> DIRECTIONS FOR THIS TASK: Emit a verbatim copy of the lines running from the line with "Question. Place one point on every instance of the crowd" through the end of the material below.

> Stored items:
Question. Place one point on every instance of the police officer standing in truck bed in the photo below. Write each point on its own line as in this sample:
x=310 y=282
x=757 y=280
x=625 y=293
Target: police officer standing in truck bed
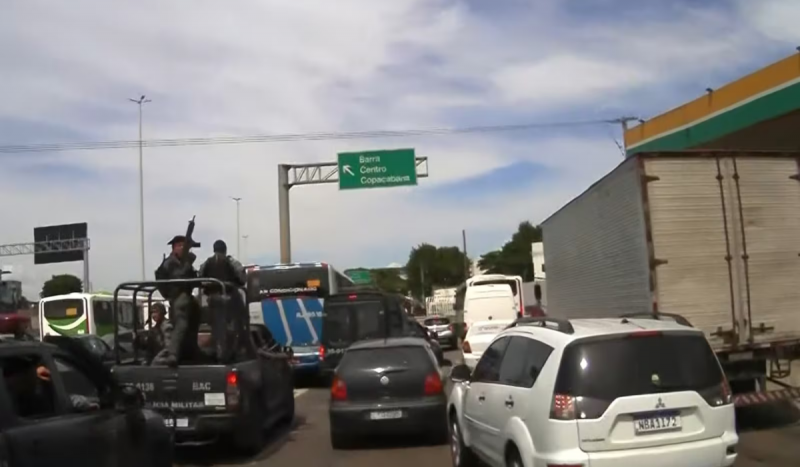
x=229 y=308
x=184 y=309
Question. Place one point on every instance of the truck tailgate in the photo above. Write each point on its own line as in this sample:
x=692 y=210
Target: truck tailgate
x=195 y=389
x=725 y=234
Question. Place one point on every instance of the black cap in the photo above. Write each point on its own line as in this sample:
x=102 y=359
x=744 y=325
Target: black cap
x=177 y=239
x=182 y=239
x=220 y=247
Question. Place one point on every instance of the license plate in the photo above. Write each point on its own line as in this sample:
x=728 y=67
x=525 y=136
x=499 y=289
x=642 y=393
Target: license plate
x=390 y=415
x=657 y=422
x=180 y=422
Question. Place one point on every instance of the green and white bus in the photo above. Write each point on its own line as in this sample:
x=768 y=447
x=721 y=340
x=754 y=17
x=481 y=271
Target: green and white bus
x=77 y=314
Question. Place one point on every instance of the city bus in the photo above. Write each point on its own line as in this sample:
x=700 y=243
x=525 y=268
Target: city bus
x=515 y=282
x=78 y=314
x=288 y=299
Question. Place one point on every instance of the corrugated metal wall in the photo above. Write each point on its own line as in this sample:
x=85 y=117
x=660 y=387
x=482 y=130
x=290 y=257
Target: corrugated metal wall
x=595 y=250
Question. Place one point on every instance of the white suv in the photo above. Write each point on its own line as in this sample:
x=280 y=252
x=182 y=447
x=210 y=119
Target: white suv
x=593 y=392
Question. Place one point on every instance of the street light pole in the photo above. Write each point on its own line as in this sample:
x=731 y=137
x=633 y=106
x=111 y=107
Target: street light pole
x=141 y=101
x=238 y=236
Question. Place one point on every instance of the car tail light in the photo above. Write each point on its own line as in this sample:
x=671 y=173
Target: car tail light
x=719 y=395
x=433 y=384
x=232 y=389
x=338 y=389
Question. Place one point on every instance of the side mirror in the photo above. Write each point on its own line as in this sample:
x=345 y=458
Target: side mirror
x=460 y=373
x=131 y=398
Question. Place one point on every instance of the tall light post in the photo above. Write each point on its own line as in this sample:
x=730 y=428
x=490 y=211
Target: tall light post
x=238 y=235
x=141 y=101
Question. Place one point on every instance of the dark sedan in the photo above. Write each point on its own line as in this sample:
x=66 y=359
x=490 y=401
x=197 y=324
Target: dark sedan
x=387 y=387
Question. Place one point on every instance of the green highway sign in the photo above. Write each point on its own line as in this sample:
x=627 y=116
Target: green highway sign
x=377 y=169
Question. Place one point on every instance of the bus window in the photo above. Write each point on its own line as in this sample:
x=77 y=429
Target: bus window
x=290 y=281
x=69 y=309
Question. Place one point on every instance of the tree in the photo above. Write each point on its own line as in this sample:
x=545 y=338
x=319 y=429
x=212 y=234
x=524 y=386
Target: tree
x=514 y=258
x=61 y=284
x=430 y=266
x=389 y=280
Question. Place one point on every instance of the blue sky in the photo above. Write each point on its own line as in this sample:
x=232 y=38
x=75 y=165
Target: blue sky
x=269 y=67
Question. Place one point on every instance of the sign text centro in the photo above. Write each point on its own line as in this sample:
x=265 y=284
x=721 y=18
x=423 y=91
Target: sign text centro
x=377 y=169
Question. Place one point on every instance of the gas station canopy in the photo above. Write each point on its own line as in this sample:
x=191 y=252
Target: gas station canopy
x=758 y=111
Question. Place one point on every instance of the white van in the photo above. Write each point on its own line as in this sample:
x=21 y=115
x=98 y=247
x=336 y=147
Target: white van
x=489 y=302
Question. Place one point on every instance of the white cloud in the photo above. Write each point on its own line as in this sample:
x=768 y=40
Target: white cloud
x=561 y=79
x=267 y=67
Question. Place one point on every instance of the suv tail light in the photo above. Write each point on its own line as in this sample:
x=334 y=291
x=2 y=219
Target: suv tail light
x=338 y=389
x=433 y=384
x=232 y=389
x=718 y=395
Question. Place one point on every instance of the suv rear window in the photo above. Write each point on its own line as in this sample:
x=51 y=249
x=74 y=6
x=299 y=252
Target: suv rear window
x=353 y=321
x=388 y=357
x=436 y=321
x=641 y=365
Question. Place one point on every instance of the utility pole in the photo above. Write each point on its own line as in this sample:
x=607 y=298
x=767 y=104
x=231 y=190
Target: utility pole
x=623 y=121
x=466 y=259
x=141 y=101
x=238 y=235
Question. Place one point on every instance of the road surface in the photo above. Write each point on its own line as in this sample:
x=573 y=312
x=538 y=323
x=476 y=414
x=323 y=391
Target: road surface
x=769 y=437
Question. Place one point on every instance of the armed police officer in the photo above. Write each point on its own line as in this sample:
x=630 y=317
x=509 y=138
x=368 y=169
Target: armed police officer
x=227 y=308
x=184 y=309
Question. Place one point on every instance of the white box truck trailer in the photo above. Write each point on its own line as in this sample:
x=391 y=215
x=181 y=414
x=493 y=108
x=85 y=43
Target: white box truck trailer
x=711 y=237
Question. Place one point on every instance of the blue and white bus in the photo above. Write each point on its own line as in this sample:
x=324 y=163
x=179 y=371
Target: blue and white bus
x=288 y=299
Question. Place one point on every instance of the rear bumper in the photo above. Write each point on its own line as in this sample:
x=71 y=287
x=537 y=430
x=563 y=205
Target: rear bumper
x=714 y=452
x=202 y=428
x=425 y=416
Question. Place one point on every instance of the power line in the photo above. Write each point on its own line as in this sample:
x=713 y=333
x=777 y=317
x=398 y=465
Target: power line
x=88 y=146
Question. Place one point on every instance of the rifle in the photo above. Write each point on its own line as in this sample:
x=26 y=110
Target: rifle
x=189 y=243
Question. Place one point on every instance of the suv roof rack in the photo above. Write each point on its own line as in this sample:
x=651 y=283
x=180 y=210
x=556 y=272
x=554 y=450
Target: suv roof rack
x=657 y=316
x=562 y=325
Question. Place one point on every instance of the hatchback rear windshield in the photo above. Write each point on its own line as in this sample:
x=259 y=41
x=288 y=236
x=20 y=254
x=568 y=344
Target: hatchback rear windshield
x=389 y=357
x=436 y=321
x=618 y=367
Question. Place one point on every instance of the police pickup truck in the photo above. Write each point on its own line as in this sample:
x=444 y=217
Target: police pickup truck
x=59 y=406
x=206 y=401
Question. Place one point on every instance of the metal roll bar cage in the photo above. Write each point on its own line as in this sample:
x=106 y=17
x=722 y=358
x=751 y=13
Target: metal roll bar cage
x=151 y=287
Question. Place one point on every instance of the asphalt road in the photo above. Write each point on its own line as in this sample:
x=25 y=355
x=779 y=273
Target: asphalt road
x=770 y=436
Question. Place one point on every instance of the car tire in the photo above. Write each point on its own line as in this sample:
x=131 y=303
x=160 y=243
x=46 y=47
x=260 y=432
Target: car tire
x=461 y=455
x=288 y=417
x=513 y=458
x=250 y=439
x=340 y=441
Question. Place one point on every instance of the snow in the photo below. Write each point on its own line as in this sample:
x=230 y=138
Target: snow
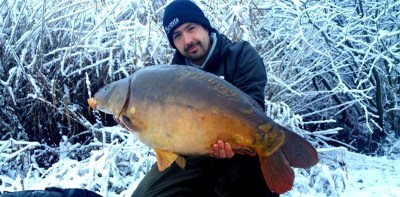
x=116 y=167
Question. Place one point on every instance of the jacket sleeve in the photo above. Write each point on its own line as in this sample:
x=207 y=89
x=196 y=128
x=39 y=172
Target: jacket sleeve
x=250 y=75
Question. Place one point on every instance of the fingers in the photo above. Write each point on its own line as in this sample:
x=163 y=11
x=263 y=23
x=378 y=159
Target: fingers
x=221 y=150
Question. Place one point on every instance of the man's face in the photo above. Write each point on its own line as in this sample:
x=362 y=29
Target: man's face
x=192 y=41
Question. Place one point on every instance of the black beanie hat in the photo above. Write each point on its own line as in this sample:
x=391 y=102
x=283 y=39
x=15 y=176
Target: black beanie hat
x=182 y=11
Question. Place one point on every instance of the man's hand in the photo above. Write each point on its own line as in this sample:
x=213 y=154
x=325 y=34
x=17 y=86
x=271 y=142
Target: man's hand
x=221 y=150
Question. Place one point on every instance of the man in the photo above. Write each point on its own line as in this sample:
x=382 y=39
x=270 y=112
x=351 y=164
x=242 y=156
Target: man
x=224 y=173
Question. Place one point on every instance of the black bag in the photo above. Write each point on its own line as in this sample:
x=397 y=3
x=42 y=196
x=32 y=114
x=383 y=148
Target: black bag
x=53 y=192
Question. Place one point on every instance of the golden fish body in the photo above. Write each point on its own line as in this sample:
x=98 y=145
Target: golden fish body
x=181 y=110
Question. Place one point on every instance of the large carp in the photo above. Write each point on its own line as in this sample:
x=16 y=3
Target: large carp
x=182 y=110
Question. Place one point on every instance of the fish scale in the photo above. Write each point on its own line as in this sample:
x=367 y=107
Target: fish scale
x=181 y=110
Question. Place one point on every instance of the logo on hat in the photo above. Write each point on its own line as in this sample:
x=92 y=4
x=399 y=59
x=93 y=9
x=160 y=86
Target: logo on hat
x=171 y=25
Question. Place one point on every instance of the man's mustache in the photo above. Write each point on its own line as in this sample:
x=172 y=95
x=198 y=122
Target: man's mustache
x=191 y=45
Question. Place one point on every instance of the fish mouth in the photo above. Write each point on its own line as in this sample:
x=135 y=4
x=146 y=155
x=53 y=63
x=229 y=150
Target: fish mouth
x=92 y=103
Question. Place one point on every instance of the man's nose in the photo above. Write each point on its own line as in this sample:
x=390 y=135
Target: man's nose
x=187 y=38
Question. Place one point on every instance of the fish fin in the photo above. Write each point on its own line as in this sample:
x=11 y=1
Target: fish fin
x=180 y=161
x=298 y=151
x=164 y=159
x=126 y=99
x=277 y=173
x=243 y=150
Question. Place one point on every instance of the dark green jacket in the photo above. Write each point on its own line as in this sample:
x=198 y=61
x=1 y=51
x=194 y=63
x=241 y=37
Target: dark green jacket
x=243 y=67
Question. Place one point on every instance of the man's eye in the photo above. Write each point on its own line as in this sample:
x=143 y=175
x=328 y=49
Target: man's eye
x=191 y=28
x=176 y=36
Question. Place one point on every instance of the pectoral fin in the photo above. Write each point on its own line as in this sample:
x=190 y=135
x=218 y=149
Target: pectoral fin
x=166 y=158
x=181 y=162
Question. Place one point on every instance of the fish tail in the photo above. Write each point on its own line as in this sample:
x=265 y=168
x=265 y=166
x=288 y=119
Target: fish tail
x=294 y=152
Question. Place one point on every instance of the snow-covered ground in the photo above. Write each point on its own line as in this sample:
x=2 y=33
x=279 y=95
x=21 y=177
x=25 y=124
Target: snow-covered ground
x=117 y=167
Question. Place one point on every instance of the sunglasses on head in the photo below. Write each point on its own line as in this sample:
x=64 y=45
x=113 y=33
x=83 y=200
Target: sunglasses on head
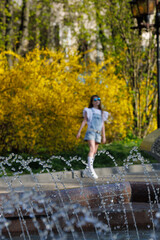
x=96 y=99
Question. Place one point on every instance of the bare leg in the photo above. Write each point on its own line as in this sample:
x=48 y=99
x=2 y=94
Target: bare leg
x=92 y=148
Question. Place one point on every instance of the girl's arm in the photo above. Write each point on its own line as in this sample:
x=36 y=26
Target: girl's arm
x=82 y=125
x=103 y=134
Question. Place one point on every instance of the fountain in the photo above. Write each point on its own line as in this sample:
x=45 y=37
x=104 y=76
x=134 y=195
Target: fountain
x=122 y=204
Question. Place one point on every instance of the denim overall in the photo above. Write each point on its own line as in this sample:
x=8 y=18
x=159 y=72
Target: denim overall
x=94 y=131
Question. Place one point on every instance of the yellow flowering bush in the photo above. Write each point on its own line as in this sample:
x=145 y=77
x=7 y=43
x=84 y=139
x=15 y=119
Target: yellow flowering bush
x=43 y=95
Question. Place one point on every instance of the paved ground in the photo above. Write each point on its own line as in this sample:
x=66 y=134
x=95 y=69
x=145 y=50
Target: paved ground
x=62 y=180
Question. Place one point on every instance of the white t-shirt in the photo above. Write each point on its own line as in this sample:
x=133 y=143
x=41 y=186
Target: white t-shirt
x=90 y=111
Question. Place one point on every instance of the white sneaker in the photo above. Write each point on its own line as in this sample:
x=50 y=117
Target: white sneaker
x=90 y=173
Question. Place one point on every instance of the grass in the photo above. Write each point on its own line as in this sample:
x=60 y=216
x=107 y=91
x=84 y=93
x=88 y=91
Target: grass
x=118 y=150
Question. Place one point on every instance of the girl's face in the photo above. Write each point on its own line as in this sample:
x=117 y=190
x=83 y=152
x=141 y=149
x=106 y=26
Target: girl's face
x=96 y=102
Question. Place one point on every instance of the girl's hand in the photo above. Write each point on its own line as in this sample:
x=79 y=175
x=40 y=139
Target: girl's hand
x=78 y=135
x=104 y=140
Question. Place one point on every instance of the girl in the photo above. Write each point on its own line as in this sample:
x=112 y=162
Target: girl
x=94 y=117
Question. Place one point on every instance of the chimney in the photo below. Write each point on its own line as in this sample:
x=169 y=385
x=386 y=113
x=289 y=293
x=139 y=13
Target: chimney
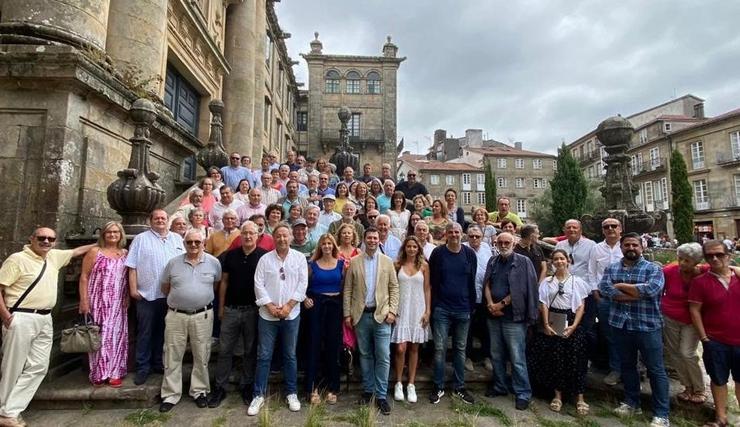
x=699 y=110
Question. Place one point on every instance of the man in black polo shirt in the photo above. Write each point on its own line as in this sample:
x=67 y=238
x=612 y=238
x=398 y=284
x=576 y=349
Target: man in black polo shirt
x=238 y=313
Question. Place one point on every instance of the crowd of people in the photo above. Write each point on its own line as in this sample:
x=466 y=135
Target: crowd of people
x=261 y=259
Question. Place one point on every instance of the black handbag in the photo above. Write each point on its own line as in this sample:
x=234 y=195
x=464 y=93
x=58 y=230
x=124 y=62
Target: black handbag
x=82 y=337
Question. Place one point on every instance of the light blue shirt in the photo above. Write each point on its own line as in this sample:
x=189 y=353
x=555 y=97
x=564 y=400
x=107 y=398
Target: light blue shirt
x=148 y=254
x=371 y=276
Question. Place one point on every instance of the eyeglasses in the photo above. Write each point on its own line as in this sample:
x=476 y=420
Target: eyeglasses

> EXPECTED OUTPUT:
Question. Place one point on every instance of the crowd of people in the photo above. Write each point on its own line as in this sample:
x=466 y=135
Target: crowd of people
x=261 y=259
Question. Place one point on every instance of the black handbag in the photo above. Write each point on its own line as in this sample:
x=234 y=195
x=464 y=93
x=58 y=230
x=124 y=62
Target: black handbag
x=82 y=337
Question. Place one point on every instance of the light blue shirt in the photo above. Write each point on its own line as in this sample:
x=189 y=353
x=555 y=97
x=564 y=400
x=107 y=398
Target: light blue shirt
x=148 y=254
x=371 y=276
Question. Place one point on every instance of the eyeglasses in the photo above. Write each point on its own line as in this sample:
x=476 y=420
Target: eyeglasses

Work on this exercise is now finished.